- EXCERPTED PASSAGE
I worked as a postwoman (not ‘postperson’) for Royal Mail when I left school. The constant banter between all of us consisted of obscenities, innuendo, sexual connotations, you name it and we loved it. It kept us laughing as we carried out repetitive gruelling physical labour. If anyone told us to shut up, they got a resounding ‘mind your own business!’ but with smiles on our faces.

Time passed and I got a position in a pathology lab as a lab assistant and mortician. If there were no autopsies that day, I assisted the staff up in the histopathology department. An environment of gleaming stainless steel, intimidating medical instruments, razor sharp blades threatening all who look at them, countless specimens in formaldehyde and the gentle hum of body coolers. And you guessed it, banter. Categorically not aimed at the deceased but each other. Lab staff, mortuary staff and the flow of many undertakers whom we got to know as friends. We all ribbed each other to raise our spirits in such a morbid workplace. Positively criminal things were thrown at one another from our smiling faces and we loved it.

When I was admin on a leading uncensored media site I monitored members’ behaviour and edited content of the most horrific kind you could ever witness. Relentless comments were fired between them like a gattling gun. The only people who took offence and reported them were those who dangerously took offence on other people’s behalfs. This became a constant nuisance for the admin. I dealt with endless reported posts from users stating he/she said this and that but rarely did we get ones from the actual people involved. More often than not, no action was taken as nothing in the extensive rules was breached and the do-gooders were warned about wasting valuable time. There was a strong encouragement of freedom of speech (unless content was absolutely illegal according to the law). If people hit report because they were personally affected, we suggested they simply ignore, sort it out privately or in cases beyond reconciliation, hit block. If they openly annihilated each other, their posts were removed and they received one of a three-and-out warning. A website like that was bursting at the seams with brutal comments but it was all dependent on multiple social factors if offence was taken or not.

Humour is subjective. Not everyone gets offended. Banter is extremely variable and, well, I guess people are wonderfully strange. Don’t stick your oar in unless what you hear is 100% about you. Leave others to take offence if they choose to do so. People love to slaughter each other in jest and it certainly can sound terribly abusive to an outsider listening in.

- DATASET RECORDS
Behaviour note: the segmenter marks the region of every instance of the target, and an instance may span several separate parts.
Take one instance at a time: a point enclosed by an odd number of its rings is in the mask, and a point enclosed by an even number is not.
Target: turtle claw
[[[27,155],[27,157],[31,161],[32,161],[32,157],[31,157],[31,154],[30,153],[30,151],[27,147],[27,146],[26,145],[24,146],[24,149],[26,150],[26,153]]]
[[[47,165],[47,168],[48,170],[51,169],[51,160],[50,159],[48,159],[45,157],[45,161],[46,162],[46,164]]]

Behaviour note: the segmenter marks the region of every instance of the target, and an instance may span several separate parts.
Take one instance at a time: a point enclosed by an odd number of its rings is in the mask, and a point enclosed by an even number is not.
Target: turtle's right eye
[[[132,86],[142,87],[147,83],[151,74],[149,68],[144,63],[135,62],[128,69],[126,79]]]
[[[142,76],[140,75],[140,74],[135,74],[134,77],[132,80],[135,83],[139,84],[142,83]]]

- EXERCISE
Answer these questions using the passage on banter.
(a) What job did the writer hold at Royal Mail after leaving school?
(b) Which department did the writer assist on days with no autopsies?
(c) On the media site, what happened to members who openly annihilated each other?

- RESULT FOR THIS TASK
(a) The writer worked as a postwoman.
(b) The writer assisted the staff in the histopathology department.
(c) Their posts were removed, and they received one of a three-and-out warning.